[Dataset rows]
* Start *
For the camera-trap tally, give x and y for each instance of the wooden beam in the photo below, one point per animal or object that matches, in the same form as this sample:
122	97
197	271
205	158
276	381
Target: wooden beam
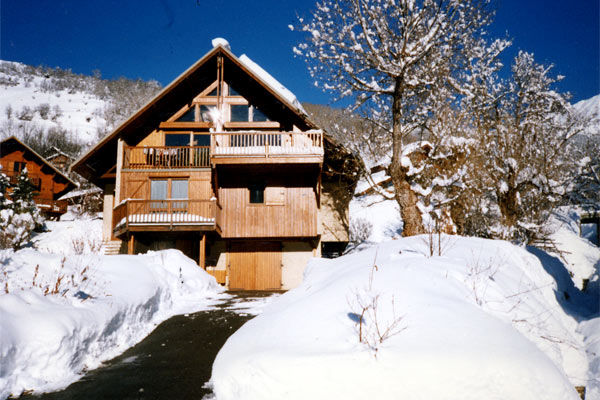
202	261
184	125
251	125
131	244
* End *
* Your goal *
Pictures in the records must not appear in the copy; transcribe everything else precisely.

* The output *
For the camera-trap tally, give x and y for each instance of the wooden beam in the photo below, one point per animal or object that matches, in the same form as this sample:
122	97
197	271
205	158
276	381
Target: wooden beam
202	261
184	125
251	125
131	244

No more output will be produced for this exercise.